● Document excerpt:
==========
These women had gathered from different churches around south Louisiana for the sole purpose of packing some of the 1400 boxes to be used to minister to our state's women's prison next weekend.

The work didn't take immense bodily strength nor great intelligence.  It required no knowledge of prophecy or other Biblical theology.

It simply required willing bodies and hearts bent towards serving God and fulfilling Christ's command in Matthew 25 by ministering to a particular population in need of Christ's mercy and grace. 

Some women put together white paper boxes; some folded their lids.  Others checked to ensure the items were the proper size and transferred them from bag to box while another group put on the lids and moved them to a wooden pallet where they were stacked into a cube, then wrapped securely in clear plastic.

In about an hour, we packed 459 boxes before praying God's blessing over them.
==========
● Recorded information:
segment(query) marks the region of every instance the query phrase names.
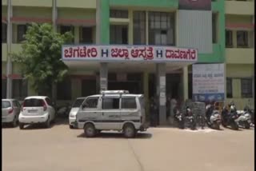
==========
● What this exercise asks:
[a] In the prison box-packing passage, how many boxes were packed in about an hour?
[b] Please substitute "metal" for "wooden" in the prison box-packing passage, and write out the part starting at "The work didn't" and ending at "in clear plastic.".

● Answers to each task:
[a] 459 boxes

[b]
The work didn't take immense bodily strength nor great intelligence.  It required no knowledge of prophecy or other Biblical theology.

It simply required willing bodies and hearts bent towards serving God and fulfilling Christ's command in Matthew 25 by ministering to a particular population in need of Christ's mercy and grace. 

Some women put together white paper boxes; some folded their lids.  Others checked to ensure the items were the proper size and transferred them from bag to box while another group put on the lids and moved them to a metal pallet where they were stacked into a cube, then wrapped securely in clear plastic.